**** DOCUMENT TEXT ****
Adding error bars to bar plots provides more information about the distribution of the data, a bit like the whiskers in the box and whisker plots above. There are different options for types of error bars (e.g., standard deviation, standard error, 95% confidence interval). We will add error bars to our Microcystis plot based on standard deviation.

(plot_bar_error <- ggplot(data = wqdata_means, aes(x = factor(Microcystis), y = temp_mean)) +
   geom_bar(stat = 'identity')+
     geom_errorbar(aes(ymin = temp_mean-temp_sd, ymax = temp_mean+temp_sd),width = 0.2)
   )

With the addition of error bars, we can see there is more variation in temperature for Microcystis score 1 than for Microcystis score 4.

7.8.1 Your Turn

Make bar plot of Microcystis scores vs Secchi depth. Include standard error bars. This is analogous to the box and whisker plot you made previously.

Code
(plot_bar_error_secchi <- ggplot(data = wqdata_means, aes(x = factor(Microcystis), y = secchi_mean)) +
   geom_bar(stat = 'identity')+
     geom_errorbar(aes(ymin = secchi_mean-secchi_sd, ymax = secchi_mean+secchi_sd),width = 0.2)
   )

7.9 Stacked bar plot

Sometimes we want a bar plot that simultaneously shows a total and its component parts at the same time, which is where stacked bar plots are useful.
**** DATA SHOWN ****
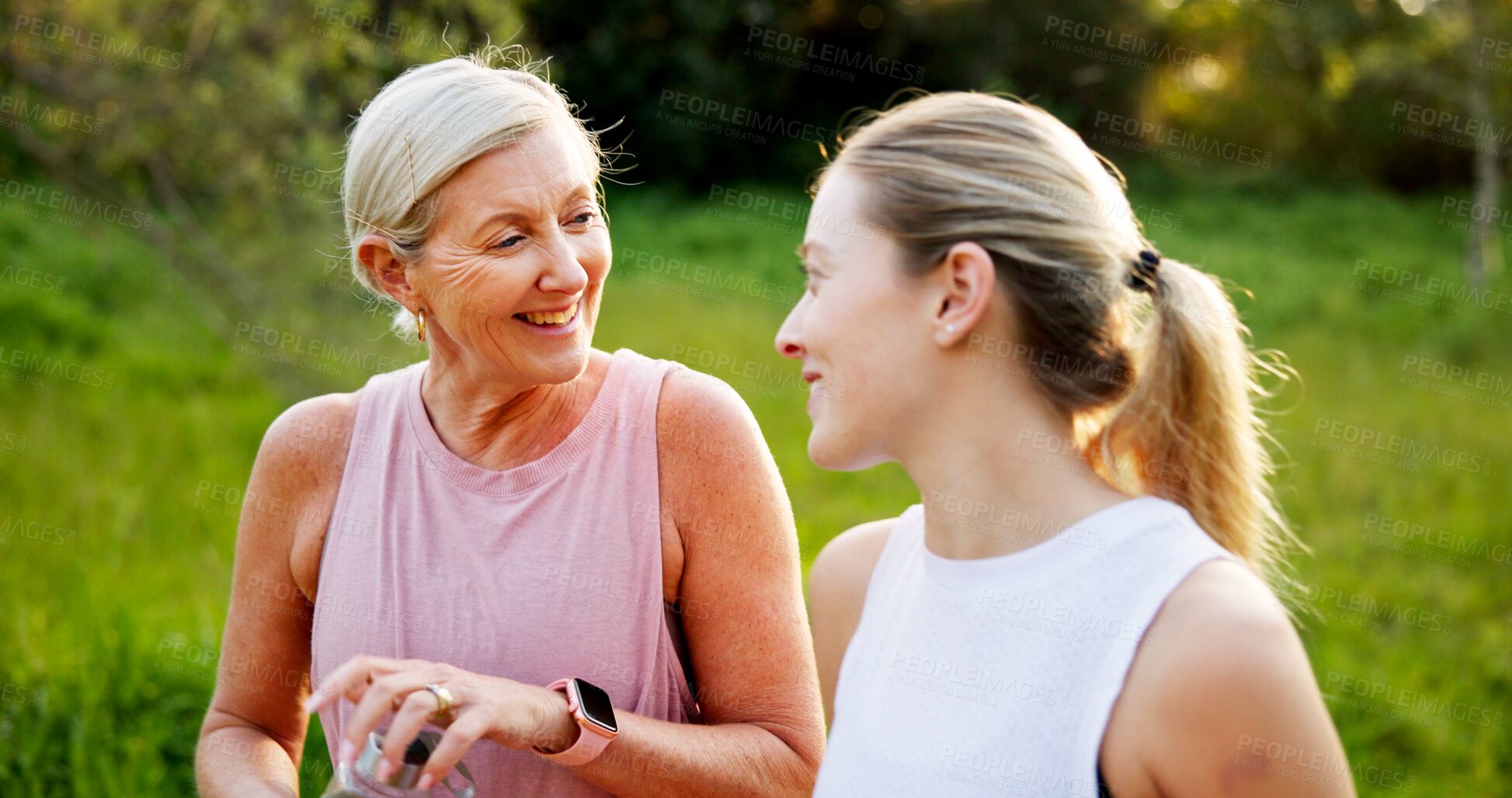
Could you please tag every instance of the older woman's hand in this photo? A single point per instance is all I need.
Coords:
(504, 710)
****
REQUIRED TASKS:
1/ Write out the passage of the bar plot tutorial between "(plot_bar_error <- ggplot(data" and "Microcystis score 4.", inclusive.
2/ Continue the bar plot tutorial from the point where it stops.

EXERCISE RESPONSES:
1/
(plot_bar_error <- ggplot(data = wqdata_means, aes(x = factor(Microcystis), y = temp_mean)) +
   geom_bar(stat = 'identity')+
     geom_errorbar(aes(ymin = temp_mean-temp_sd, ymax = temp_mean+temp_sd),width = 0.2)
   )

With the addition of error bars, we can see there is more variation in temperature for Microcystis score 1 than for Microcystis score 4.

2/
Let’s go back to the subset of data for Station P8. We might want to look at Dissolved Ammonia (DissAmmonia) and Dissolved Nitrate and Nitrite (DissNitrateNitrite) through time together.

#first we will rearrange the data frame a bit to make plotting easier
wqdata_p8_nutrients <- wqdata_p8 %>% 
  #reduce data set down to just the needed columns
  select(Station, Date, DissAmmonia, DissNitrateNitrite) %>% 
  #convert from wide to long format
  pivot_longer(cols = c(DissAmmonia,DissNitrateNitrite), names_to = "Nutrient", values_to = "Value")
(plot_bar_stack_abs <- ggplot(data = wqdata_p8_nutrients, aes(x = Date, y = Value, fill = Nutrient)) +
   geom_bar(stat = 'identity')
   )

Perhaps we are more interested in the relative values rather than the absolute values. We just make a minor modification to the code above to accomplish this.

(plot_bar_stack_rel <- ggplot(data = wqdata_p8_nutrients, aes(x = Date, y = Value, fill = Nutrient)) +
   geom_bar(stat = "identity", position = "fill")
 )

7.9.1 Your Turn

Make a stacked bar plot showing the relative amounts of ammonia and nitrate plus nitrite for D7 using the data set below (i.e., wqdata_d7_nutrients). How does the proportion of ammonia at D7 compare to that of P8?

wqdata_d7_nutrients <- wqdata_d7 %>% 
  #reduce data set down to just the needed columns
  select(Station, Date, DissAmmonia, DissNitrateNitrite) %>% 
  #convert from wide to long format
  pivot_longer(cols = c(DissAmmonia,DissNitrateNitrite), names_to = "Nutrient", values_to = "Value")
Code
(plot_bar_stack_rel_d7 <- ggplot(data = wqdata_d7_nutrients, aes(x = Date, y = Value, fill = Nutrient)) +
   geom_bar(stat = "identity", position = "fill")
)

7.10 Faceted plots

Sometimes we want to show the same type of plot for multiple groups at once, so we can compare them. It is easy to make multi-panel plots in ggplot2 using facets.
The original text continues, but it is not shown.